WHAT THE EXERCISE ASKS: Report every line of the material below that contains the string "pole", copying each such line in full.

>> start STORED ROWS

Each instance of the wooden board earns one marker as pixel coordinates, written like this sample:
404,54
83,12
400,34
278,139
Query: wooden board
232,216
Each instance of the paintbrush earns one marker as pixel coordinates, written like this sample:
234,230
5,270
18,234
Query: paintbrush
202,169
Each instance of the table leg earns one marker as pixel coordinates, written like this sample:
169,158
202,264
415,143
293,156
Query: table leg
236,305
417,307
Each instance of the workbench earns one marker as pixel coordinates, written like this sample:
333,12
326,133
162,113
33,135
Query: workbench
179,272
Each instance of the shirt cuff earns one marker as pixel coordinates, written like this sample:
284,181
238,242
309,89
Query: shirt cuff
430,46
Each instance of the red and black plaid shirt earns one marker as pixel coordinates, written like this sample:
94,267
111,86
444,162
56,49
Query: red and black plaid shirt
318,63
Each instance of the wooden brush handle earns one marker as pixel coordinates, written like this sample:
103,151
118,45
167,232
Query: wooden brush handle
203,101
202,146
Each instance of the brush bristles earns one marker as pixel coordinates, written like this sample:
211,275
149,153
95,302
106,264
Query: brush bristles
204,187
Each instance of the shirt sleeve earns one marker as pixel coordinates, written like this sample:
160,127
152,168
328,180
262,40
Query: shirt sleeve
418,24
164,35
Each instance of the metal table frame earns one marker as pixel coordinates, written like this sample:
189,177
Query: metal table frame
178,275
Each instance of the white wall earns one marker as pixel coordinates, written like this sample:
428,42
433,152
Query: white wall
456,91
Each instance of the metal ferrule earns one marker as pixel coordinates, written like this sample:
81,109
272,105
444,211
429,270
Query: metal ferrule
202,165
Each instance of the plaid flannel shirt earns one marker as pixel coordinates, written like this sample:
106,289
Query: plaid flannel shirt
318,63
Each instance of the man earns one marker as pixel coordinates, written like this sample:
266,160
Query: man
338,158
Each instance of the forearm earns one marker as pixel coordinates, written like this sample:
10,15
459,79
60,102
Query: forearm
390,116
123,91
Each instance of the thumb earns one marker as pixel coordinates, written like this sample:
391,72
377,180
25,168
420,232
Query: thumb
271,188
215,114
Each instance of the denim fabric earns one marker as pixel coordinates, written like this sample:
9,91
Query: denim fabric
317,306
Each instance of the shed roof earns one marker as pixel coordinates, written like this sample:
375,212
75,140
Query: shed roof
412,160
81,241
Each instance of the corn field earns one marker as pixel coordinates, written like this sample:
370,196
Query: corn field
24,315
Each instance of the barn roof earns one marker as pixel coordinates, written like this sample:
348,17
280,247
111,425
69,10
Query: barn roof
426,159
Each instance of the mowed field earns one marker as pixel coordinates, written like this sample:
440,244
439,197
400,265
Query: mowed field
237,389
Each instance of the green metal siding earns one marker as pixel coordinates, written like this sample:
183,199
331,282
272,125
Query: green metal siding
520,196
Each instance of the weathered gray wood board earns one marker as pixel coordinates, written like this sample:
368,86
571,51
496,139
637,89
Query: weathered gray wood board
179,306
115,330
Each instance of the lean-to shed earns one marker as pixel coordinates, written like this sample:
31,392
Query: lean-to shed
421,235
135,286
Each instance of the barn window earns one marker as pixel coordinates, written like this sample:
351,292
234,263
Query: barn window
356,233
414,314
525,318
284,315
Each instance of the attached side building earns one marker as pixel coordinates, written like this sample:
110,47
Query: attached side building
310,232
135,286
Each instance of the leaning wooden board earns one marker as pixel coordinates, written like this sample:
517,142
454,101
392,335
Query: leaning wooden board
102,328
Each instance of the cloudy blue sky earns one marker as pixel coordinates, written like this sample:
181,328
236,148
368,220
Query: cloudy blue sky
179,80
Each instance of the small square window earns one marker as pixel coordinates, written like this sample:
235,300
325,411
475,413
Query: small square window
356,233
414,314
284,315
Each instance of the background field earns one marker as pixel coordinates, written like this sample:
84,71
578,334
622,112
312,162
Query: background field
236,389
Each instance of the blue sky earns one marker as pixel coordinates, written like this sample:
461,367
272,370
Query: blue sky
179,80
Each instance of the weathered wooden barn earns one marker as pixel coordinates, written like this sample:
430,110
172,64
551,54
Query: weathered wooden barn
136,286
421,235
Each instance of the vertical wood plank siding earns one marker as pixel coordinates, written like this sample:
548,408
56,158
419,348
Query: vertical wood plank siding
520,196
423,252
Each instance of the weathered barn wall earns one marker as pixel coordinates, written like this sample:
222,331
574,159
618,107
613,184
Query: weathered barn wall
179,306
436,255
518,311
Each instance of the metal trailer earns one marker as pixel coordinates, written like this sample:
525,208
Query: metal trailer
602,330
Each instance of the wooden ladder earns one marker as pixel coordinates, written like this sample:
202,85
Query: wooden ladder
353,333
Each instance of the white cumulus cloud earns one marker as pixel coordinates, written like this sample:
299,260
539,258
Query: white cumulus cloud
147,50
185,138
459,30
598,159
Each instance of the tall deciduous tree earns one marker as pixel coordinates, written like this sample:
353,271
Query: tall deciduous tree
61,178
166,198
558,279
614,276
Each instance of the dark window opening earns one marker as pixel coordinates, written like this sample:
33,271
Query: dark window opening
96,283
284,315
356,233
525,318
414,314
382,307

>> end STORED ROWS
>> start STORED ROWS

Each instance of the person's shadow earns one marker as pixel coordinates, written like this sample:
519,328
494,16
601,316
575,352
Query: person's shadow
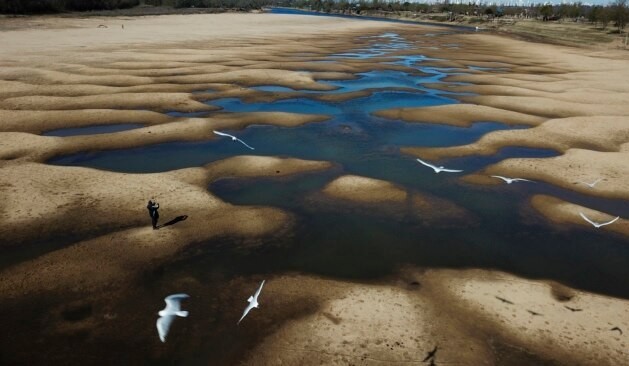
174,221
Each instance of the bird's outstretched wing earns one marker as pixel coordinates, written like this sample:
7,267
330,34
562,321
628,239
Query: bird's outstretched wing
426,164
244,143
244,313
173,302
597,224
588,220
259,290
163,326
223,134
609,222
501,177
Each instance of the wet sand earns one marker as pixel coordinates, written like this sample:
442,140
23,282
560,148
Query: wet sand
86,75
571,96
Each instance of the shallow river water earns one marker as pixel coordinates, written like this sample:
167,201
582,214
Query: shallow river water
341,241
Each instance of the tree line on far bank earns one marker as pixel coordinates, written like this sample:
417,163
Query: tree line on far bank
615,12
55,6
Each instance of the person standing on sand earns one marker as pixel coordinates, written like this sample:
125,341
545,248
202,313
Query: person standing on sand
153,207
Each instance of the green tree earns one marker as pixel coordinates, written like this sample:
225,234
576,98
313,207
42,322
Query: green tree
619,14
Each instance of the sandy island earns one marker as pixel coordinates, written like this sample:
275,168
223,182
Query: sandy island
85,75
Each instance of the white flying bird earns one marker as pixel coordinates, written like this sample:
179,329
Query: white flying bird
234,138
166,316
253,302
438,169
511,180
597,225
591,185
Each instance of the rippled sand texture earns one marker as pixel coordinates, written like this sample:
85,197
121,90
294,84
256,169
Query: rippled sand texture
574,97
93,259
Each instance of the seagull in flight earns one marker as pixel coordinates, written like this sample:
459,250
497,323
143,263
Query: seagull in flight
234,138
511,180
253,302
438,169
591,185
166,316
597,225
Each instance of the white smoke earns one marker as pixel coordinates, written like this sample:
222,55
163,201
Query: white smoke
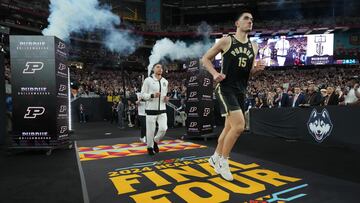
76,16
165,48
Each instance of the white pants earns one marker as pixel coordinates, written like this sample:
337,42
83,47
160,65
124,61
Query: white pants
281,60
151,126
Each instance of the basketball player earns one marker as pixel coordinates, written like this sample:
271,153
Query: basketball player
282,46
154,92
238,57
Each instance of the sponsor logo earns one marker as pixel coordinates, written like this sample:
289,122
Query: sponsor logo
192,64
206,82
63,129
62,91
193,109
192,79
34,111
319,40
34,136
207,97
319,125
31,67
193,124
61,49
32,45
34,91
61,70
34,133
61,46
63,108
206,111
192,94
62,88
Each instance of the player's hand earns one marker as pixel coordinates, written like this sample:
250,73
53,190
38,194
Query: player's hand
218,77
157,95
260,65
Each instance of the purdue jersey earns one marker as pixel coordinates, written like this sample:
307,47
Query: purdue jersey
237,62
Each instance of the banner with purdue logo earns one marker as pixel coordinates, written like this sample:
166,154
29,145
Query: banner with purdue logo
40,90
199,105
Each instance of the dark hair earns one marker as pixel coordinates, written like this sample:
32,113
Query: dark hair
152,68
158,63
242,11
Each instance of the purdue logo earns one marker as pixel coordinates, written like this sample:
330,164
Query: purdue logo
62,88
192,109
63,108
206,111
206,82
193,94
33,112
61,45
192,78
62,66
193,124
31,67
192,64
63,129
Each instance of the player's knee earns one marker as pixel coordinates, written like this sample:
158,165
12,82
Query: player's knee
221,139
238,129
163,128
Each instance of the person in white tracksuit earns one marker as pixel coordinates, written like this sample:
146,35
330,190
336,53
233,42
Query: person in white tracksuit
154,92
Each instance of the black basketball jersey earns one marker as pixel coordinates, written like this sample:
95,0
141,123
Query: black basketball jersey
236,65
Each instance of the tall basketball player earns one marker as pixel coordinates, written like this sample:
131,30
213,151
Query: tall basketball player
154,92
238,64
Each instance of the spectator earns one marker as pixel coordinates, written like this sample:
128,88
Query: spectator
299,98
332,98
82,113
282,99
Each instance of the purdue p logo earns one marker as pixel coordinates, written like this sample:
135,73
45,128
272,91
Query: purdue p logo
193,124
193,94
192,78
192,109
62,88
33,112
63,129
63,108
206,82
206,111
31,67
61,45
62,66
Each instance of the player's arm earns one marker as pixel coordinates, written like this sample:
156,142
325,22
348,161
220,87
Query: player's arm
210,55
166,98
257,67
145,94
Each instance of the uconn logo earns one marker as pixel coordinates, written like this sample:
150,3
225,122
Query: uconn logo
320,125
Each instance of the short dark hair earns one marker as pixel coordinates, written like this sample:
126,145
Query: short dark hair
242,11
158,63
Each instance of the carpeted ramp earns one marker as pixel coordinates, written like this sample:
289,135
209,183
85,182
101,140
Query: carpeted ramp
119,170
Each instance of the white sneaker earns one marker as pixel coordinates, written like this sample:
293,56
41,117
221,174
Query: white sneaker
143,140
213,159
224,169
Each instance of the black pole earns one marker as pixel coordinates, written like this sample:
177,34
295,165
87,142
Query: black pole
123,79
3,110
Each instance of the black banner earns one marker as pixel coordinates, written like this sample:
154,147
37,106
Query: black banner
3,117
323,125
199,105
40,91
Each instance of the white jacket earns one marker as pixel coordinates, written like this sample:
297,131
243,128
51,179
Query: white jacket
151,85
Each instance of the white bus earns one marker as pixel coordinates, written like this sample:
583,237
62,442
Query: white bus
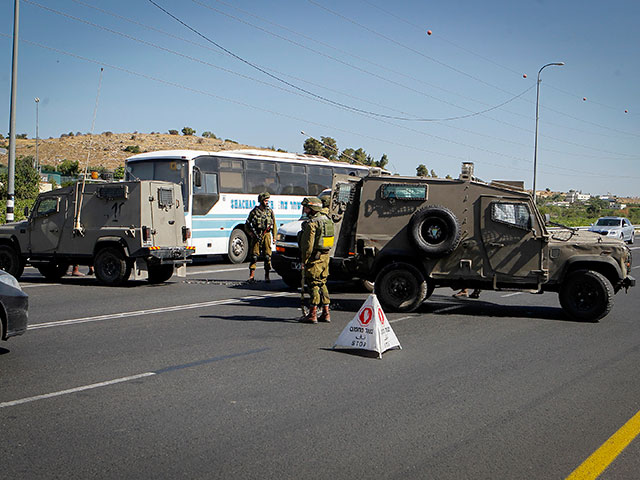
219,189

>> end STORED ROWS

TASK RESULT:
Each instance of the black pole earns one marker as pixel coordinates, written like this sample:
Query: black pole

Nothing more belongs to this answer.